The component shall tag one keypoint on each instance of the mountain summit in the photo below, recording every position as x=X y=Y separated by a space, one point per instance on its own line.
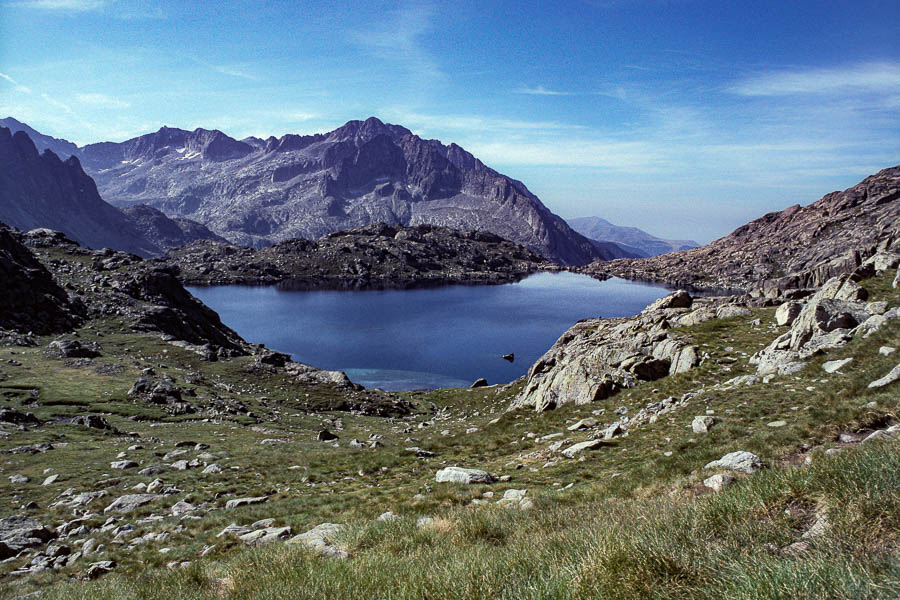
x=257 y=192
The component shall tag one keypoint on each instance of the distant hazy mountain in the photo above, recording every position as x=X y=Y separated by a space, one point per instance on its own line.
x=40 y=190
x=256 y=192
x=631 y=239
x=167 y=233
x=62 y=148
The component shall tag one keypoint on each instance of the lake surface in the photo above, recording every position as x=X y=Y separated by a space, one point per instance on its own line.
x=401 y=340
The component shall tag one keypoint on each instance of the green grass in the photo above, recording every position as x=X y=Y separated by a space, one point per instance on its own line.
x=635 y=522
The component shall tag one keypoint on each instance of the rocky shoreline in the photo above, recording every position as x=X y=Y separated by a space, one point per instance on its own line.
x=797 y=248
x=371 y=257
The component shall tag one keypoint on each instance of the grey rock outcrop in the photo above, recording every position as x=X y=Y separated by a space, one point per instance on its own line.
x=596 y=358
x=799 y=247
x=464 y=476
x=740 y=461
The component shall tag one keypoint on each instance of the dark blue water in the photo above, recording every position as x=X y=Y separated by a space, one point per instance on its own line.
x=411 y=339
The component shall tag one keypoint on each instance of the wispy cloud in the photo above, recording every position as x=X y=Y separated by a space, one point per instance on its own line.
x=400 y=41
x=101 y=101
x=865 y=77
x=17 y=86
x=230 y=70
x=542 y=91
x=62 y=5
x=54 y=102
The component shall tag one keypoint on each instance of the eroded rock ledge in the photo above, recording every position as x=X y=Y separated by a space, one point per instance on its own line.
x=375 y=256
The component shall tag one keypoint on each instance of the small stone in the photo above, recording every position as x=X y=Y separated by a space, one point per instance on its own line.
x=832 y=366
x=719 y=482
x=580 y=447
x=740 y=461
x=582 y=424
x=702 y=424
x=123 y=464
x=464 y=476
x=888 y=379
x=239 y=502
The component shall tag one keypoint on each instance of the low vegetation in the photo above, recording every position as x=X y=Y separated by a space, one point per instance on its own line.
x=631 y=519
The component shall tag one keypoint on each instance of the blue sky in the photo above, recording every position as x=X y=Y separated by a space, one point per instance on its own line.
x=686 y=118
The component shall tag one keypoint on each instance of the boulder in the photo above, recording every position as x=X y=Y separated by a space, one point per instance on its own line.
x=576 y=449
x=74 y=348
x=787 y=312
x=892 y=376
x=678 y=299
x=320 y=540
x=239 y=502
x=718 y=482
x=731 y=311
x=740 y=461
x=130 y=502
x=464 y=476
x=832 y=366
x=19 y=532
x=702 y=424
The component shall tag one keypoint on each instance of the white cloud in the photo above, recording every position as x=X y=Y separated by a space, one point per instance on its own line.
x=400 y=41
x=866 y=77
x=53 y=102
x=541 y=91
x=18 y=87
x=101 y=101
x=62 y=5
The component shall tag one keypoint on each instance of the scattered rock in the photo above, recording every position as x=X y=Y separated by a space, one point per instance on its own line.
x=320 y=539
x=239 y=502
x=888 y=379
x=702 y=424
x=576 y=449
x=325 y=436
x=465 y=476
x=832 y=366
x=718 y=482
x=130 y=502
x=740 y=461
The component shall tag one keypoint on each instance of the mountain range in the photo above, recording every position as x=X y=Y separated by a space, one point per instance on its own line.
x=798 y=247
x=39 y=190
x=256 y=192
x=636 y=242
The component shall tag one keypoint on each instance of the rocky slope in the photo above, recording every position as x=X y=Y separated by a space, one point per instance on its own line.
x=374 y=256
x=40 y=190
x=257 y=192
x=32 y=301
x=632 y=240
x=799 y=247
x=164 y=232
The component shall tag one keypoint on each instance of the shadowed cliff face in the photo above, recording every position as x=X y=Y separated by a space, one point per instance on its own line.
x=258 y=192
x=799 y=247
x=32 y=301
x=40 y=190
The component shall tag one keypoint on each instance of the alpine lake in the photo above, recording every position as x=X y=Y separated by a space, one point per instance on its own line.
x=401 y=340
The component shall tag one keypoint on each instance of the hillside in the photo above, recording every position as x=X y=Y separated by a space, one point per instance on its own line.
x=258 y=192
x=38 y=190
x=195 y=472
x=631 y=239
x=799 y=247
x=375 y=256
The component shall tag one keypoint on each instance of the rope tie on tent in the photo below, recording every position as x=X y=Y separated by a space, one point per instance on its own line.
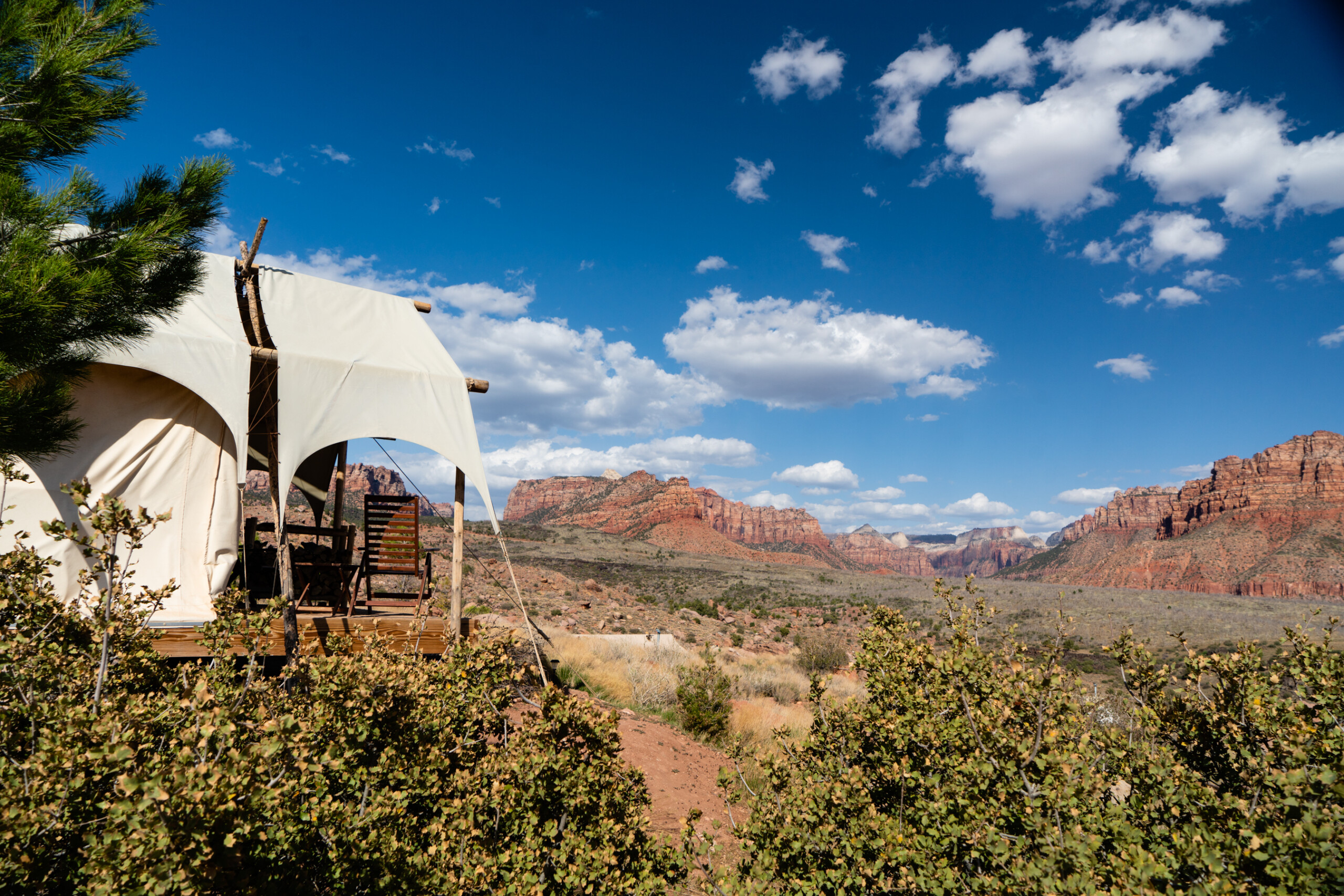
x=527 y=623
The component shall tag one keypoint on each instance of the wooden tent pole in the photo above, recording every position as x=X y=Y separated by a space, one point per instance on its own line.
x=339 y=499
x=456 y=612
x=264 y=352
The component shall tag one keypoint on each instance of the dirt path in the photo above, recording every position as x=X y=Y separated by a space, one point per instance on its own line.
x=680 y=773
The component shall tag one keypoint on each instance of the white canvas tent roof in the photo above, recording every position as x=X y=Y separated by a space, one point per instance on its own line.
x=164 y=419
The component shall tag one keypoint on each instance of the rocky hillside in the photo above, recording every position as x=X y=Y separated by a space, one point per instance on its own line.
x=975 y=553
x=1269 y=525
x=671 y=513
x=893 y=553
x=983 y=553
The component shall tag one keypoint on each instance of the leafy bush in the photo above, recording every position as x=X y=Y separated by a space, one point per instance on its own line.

= = = =

YOUR GOAL
Print out each record exactly as shown, but keep the pictures out.

OUTPUT FOR THIS EXERCISE
The component shall tag one keypoint on each instance of the mountain summit in the photo below, recording every position as x=X y=Y separated by a space, one point per instance on its own line.
x=257 y=192
The component shall tag one keypoint on each instance of the distant hazy mountain in the photo above, recording every position as x=X y=Y separated by a space, one point per instance on its own line.
x=40 y=190
x=256 y=192
x=631 y=239
x=167 y=233
x=62 y=148
The component shall tag one keypoint on each instance of the lake surface in the photo above, recording every position as x=X y=Y separated by a space, one point per instance on its own line.
x=401 y=340
The component shall tag one keypoint on each instance of the green grass in the photo above, recording every position as x=X y=Y separated by a space, one point per instance on its own line.
x=635 y=522
The component shall tag one keypoint on each instance of the rocky shoreline in the photo above, recording every position as x=X y=Y separated by a space, one point per instance on its own line.
x=797 y=248
x=371 y=257
The component shall tag one keypoint on each instance of the grey rock outcrop in the photo above, recording every position as x=X y=Y separated by a space, one point per instance on its own line.
x=596 y=358
x=799 y=247
x=464 y=476
x=740 y=461
The component shall tag one keypoint on each instance of the dark blue water in the photo above, recording every position as x=X y=Y separated by a space, one point per instance on its own line.
x=411 y=339
The component shall tag one keypoint on each instance of the wispy cloud in the photo above, recording every position as x=X y=Y separated by a space, one point per instance on its own line.
x=400 y=41
x=101 y=101
x=865 y=77
x=17 y=86
x=230 y=70
x=542 y=91
x=62 y=5
x=54 y=102
The component shall tag one keypoint on each instance of the eroded rock ledge in the photo above, recording every position as x=X y=Y separated by a space, one point per instance on its own line.
x=375 y=256
The component shall tag one keypoint on each instance of the small stone in the photo above, recording every position as x=X y=Y separated by a space, one point per instance on its own line.
x=832 y=366
x=719 y=482
x=580 y=447
x=740 y=461
x=582 y=424
x=702 y=424
x=123 y=464
x=464 y=476
x=888 y=379
x=239 y=502
The component shall tag one keypoint on each instance of the low vegetation in the photo above, recording every position as x=X y=Y separated by a space, one point per instance on its own line.
x=631 y=519
The component shall tag one keypoint on each instance of the blue sky in the photo above, recording every position as x=X y=Y separated by a space, one point per instance on its own line.
x=686 y=118
The component shall tag one keypoint on each instance of the boulder in the photo above, recording every position as x=X y=Y separated by a space, one point per instance on its own line.
x=576 y=449
x=74 y=348
x=787 y=312
x=892 y=376
x=678 y=299
x=320 y=540
x=239 y=502
x=718 y=482
x=731 y=311
x=740 y=461
x=130 y=502
x=464 y=476
x=832 y=366
x=19 y=532
x=702 y=424
The component shall tag one keypoint on each instance of the white cloud in the photo above, recording every position as x=X y=Y separated by a space, one point per instance on its own line.
x=400 y=41
x=866 y=77
x=53 y=102
x=541 y=91
x=18 y=87
x=101 y=101
x=62 y=5
The component shall tag one keypoint on each instance of the scattered rock in the photo above, recording every position as x=X y=Y separated by a space, one point per instance on its own line.
x=320 y=539
x=239 y=502
x=888 y=379
x=702 y=424
x=576 y=449
x=325 y=436
x=465 y=476
x=832 y=366
x=718 y=482
x=130 y=502
x=740 y=461
The component shall tag one keypoint on each instance of the mountain range in the photo above, recording every position as x=X y=Y separated by a space, one point per instance on its own line.
x=798 y=247
x=39 y=190
x=256 y=192
x=636 y=242
The component shall tag one keypoint on each instance of the rocky slope in the photo above, recording every position as x=X y=Y separated by a space, one point per instance on its own line.
x=374 y=256
x=40 y=190
x=257 y=192
x=32 y=301
x=632 y=240
x=799 y=247
x=164 y=232
The component shall tag one keypoint on each instance of the shadowed cliff face in the photo above, recording every position as x=X y=Y separated by a space, one point per instance on its own line.
x=258 y=192
x=799 y=247
x=32 y=301
x=40 y=190
The component shall tag one keypoint on each instance of the alpine lake in the photo above, recording every position as x=X y=Y separated by a space, one point per instance on its own line.
x=401 y=340
The component shall tag one keypoint on each instance of the hillside in the photo above, recording every position as x=X y=Y separated by a space, one point per instance on its own line.
x=258 y=192
x=38 y=190
x=195 y=472
x=631 y=239
x=799 y=247
x=375 y=256
The component shall tag one keypoint on each instance of the rope tie on tent in the photo below, recording every position as x=X y=Y separated by a space, one point per instance on its own line.
x=527 y=623
The component shall tag one keypoint on each instance of the wooden tent pole in the photo above, recording every position as x=X y=Y separated by a space, one point per instance on its own line.
x=339 y=499
x=456 y=612
x=264 y=352
The component shall tag one keypoint on each instance of the dirt path in the photo above, recording every position as x=X y=Y separated by a space, one point per instance on its own line.
x=680 y=773
The component shall tag one keypoint on each instance of the white canvas tent roof in the photo above, recording every position as x=X y=Y separated by a space, one point per instance on its own line.
x=164 y=419
The component shall tag one keypoint on each instance of the rocky hillside in the photo above, recording every position as x=X y=Y separated by a space, one point per instance on its own line.
x=975 y=553
x=1269 y=525
x=671 y=513
x=893 y=553
x=983 y=553
The component shall tag one keypoint on each instance of the leafy bush in the photo above, recording every position as x=X y=Y separated by a space, one point per instance on its own line.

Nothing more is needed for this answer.